**Written request:** Swap "player-positioning feed" for "garden survey" everywhere in the rows below and write them out again with nothing else changed. Leave the pictures out.

--

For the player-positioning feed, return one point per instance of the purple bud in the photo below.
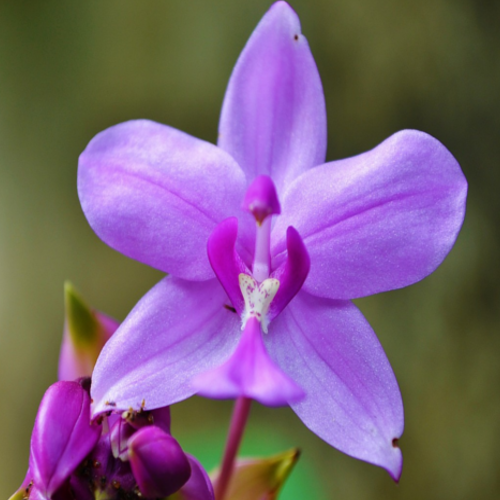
(62, 437)
(158, 463)
(261, 199)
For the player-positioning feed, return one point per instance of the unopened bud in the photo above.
(85, 333)
(158, 463)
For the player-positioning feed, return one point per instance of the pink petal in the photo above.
(291, 274)
(273, 119)
(177, 330)
(352, 397)
(249, 372)
(226, 262)
(378, 221)
(155, 194)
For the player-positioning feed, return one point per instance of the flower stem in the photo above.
(236, 429)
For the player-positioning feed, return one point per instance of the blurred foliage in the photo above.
(71, 69)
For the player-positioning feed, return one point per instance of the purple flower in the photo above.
(346, 229)
(130, 456)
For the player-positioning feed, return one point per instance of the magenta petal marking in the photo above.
(158, 463)
(177, 330)
(250, 372)
(226, 262)
(261, 199)
(353, 400)
(155, 194)
(62, 436)
(291, 274)
(273, 119)
(378, 221)
(199, 486)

--

**Expected answer:**
For the garden survey, return one point per instance of the purple bud in the photo below.
(62, 437)
(158, 463)
(261, 199)
For the garden survey, return one point per instance of the unopened bud in the photo above.
(85, 333)
(158, 463)
For the garden survey, return one point per instance of the pink petal in the photo above.
(291, 274)
(273, 119)
(177, 330)
(352, 397)
(249, 372)
(226, 262)
(378, 221)
(155, 194)
For the garden survey, return one point per instance of the flower stem in the photo above.
(236, 429)
For the garden survey, return one point per instance of the blurred foliage in the photo above.
(71, 69)
For the garden survey, return one point per instance of the purple flower in the photo above.
(346, 229)
(130, 456)
For the garden survey, return one point per instance of the magenta petal marking in the photo above.
(158, 463)
(177, 330)
(250, 372)
(226, 262)
(261, 199)
(353, 400)
(155, 194)
(62, 436)
(291, 274)
(273, 119)
(378, 221)
(199, 486)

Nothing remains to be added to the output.